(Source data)

● ● ●

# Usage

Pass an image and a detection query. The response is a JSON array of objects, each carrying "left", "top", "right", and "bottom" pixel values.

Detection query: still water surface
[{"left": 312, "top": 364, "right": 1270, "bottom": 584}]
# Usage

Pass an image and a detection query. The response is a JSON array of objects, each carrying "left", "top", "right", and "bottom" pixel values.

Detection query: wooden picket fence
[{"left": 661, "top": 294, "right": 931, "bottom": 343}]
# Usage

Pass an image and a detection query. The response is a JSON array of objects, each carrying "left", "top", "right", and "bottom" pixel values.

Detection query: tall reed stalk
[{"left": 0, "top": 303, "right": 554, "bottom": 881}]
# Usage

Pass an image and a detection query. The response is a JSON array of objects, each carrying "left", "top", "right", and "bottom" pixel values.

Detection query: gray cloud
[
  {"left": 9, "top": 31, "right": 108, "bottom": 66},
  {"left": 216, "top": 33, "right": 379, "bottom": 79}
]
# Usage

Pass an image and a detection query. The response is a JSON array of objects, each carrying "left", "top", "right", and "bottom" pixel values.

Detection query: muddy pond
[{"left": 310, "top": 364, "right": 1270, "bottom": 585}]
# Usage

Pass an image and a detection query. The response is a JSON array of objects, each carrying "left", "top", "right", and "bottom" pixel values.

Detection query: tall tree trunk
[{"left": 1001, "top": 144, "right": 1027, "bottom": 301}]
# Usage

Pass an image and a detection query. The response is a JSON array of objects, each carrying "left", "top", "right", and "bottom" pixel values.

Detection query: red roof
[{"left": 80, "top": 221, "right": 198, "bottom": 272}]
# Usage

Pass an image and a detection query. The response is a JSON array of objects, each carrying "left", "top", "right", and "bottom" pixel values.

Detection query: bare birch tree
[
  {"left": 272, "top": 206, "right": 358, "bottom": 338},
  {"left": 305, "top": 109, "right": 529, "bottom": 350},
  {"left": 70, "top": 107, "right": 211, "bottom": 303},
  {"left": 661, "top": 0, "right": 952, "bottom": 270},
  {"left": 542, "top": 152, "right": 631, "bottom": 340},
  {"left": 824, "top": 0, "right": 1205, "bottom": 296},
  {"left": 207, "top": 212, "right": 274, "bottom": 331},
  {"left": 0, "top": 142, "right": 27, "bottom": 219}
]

● ● ●

Return the entries above exactly, each one complete.

# Usage

Pass an image and a detection query. The response is a JSON array of objects, each carrying "left", "top", "right", and "bottom" pixel values.

Detection query: still water surface
[{"left": 312, "top": 364, "right": 1270, "bottom": 584}]
# Usage

Pass an image and a detection query. The response is a JSON array of objects, each carrying "left", "top", "right", and "bottom" pixel values.

Detection query: wooden picket fence
[{"left": 661, "top": 294, "right": 931, "bottom": 343}]
# Usage

Pass an image and a detection query. The response is a JSON array of objects, each carrying "left", "top", "right", and "bottom" pixel values.

Detection query: tall reed stalk
[{"left": 0, "top": 303, "right": 554, "bottom": 881}]
# Usage

Pass an image and a detection query. The response is a JSON array of objects, each carrying "left", "top", "right", and "bottom" pixel values.

Detection query: gray cloud
[
  {"left": 9, "top": 31, "right": 108, "bottom": 66},
  {"left": 216, "top": 33, "right": 379, "bottom": 79}
]
# Usage

Pass an image and a detection query. The response is a JSON array of objects, each carrying "left", "top", "right", and "bottom" pixel values.

Detection query: muddy pond
[{"left": 310, "top": 364, "right": 1270, "bottom": 585}]
# Usage

Pass an image and a detection query. The response is a JSON array of objects, each carrying "left", "top", "right", and "bottom" pixel values.

Detection query: tall tree trunk
[{"left": 1001, "top": 144, "right": 1027, "bottom": 301}]
# Usage

Pass an image and a detection query. The response is a JSON array of objects, each carrying "left", "top", "right", and "bottom" pixel values.

Detection query: red roof
[{"left": 80, "top": 221, "right": 198, "bottom": 272}]
# Usage

Pass an image and a detection query. The response is a JSON array of objects, each carrying "left", "top", "right", and "bottom" pixel values.

Detection query: bare birch tree
[
  {"left": 272, "top": 206, "right": 358, "bottom": 338},
  {"left": 305, "top": 109, "right": 529, "bottom": 350},
  {"left": 70, "top": 107, "right": 211, "bottom": 303},
  {"left": 661, "top": 0, "right": 952, "bottom": 270},
  {"left": 542, "top": 152, "right": 631, "bottom": 340},
  {"left": 824, "top": 0, "right": 1205, "bottom": 296},
  {"left": 207, "top": 212, "right": 274, "bottom": 331},
  {"left": 0, "top": 142, "right": 27, "bottom": 219}
]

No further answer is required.